--- start of Provided passage ---
Organisation & Structure of Data

A2 Level — Unit 4: Architecture, Data, Communication & Applications

File Design

How Files Are Created and Organised

A file is a collection of related records stored on a secondary storage medium. The way records are organised within a file determines how efficiently they can be accessed, updated, and processed.

A record is a collection of related fields that represent a single entity (e.g. one customer). A field is a single data item within a record (e.g. surname). A key field uniquely identifies each record.

File Organisation Methods

There are four main methods of organising records within a file:

Method Description Access Use Case
Serial Records stored in the order they arrive (no particular order) Must read from start sequentially Transaction logs, temporary files
Sequential Records stored in order of a key field Must read sequentially but can stop when key is passed Payroll, batch processing
Random (Direct) Records stored at addresses calculated by a hashing algorithm Direct access using key Real-time systems, online lookups
Indexed Sequential Records stored sequentially with an index to speed up access Sequential or direct via index Large databases needing both batch and real-time access

Serial File Organisation

Records are appended to the file in the order they are received. There is no sorting or ordering.

  • Advantages: Simple to add new records (just append); no overhead for maintaining order
  • Disadvantages: Searching requires reading every record from the start (linear search); very slow for large files
  • Typical use: Transaction files that temporarily hold data before batch processing

Sequential File Organisation

Records are sorted by a key field (e.g. employee number). New records must be inserted in the correct position, which usually means creating a new copy of the file.

  • Advantages: Efficient for processing all records in order (batch processing); can stop searching once the key value is exceeded
  • Disadvantages: Inserting or deleting records requires rewriting the file; not suitable for real-time individual lookups
  • Typical use: Master files for payroll, billing, or any system that processes records in bulk

Random (Direct) File Organisation

A hashing algorithm is applied to the key field to calculate the storage address where the record should be placed. To retrieve a record, the same algorithm is applied to the key to find its address directly.

  • Advantages: Very fast access to individual records; no need to read other records first
  • Disadvantages: Records are not in any logical order so sequential processing is inefficient; collisions must be handled; wasted space if the file is sparsely populated
  • Typical use: Real-time systems such as airline booking, stock control, bank accounts

Indexed Sequential File Organisation

Records are stored in key order (like sequential), but an index is maintained separately. The index maps key values to physical addresses, allowing direct access to any record without reading through the entire file.
--- end of Provided passage ---
--- start of Dataset ---
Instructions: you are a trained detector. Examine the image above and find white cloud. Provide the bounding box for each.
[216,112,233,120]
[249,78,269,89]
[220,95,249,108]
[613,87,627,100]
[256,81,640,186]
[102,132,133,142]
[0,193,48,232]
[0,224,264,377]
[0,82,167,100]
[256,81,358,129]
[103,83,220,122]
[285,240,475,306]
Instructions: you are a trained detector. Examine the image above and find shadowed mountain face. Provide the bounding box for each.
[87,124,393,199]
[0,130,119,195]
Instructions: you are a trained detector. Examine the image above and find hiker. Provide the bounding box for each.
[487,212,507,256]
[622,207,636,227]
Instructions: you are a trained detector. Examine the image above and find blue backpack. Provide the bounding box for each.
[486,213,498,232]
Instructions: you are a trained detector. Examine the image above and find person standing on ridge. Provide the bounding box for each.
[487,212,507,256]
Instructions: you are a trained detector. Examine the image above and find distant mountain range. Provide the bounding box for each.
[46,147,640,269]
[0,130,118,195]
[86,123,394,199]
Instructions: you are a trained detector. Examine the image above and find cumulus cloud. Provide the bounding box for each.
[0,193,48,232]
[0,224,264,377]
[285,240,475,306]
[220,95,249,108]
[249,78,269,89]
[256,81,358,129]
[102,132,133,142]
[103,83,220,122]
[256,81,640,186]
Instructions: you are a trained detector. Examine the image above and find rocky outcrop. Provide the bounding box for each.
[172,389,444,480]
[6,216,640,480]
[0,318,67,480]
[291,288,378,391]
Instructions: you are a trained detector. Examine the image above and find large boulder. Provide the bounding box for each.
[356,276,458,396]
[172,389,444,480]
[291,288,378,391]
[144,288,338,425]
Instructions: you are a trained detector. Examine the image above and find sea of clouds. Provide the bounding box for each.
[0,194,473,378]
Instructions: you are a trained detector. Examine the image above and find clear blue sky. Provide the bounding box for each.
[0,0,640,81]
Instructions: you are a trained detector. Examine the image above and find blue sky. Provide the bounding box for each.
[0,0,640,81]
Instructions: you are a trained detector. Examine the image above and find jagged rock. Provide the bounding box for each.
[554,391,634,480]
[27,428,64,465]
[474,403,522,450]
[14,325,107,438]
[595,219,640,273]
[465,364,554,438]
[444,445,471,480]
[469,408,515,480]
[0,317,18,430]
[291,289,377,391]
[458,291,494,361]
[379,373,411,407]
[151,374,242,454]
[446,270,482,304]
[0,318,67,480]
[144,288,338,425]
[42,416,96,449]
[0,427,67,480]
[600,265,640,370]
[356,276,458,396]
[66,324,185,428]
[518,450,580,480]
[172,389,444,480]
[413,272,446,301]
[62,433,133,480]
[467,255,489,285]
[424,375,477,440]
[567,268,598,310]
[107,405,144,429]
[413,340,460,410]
--- end of Dataset ---
## Exercise task A:
Reproduce the file organisation text word for word, everything from "Serial File Organisation" down to "of the file.".
## Exercise task B:
In indexed sequential organisation, according to the file organisation text, what does the index map key values to?
The listing has nothing to do with the file organisation text.

## Full answer A:
Serial File Organisation

Records are appended to the file in the order they are received. There is no sorting or ordering.

  • Advantages: Simple to add new records (just append); no overhead for maintaining order
  • Disadvantages: Searching requires reading every record from the start (linear search); very slow for large files
  • Typical use: Transaction files that temporarily hold data before batch processing

Sequential File Organisation

Records are sorted by a key field (e.g. employee number). New records must be inserted in the correct position, which usually means creating a new copy of the file.

## Full answer B:
Physical addresses.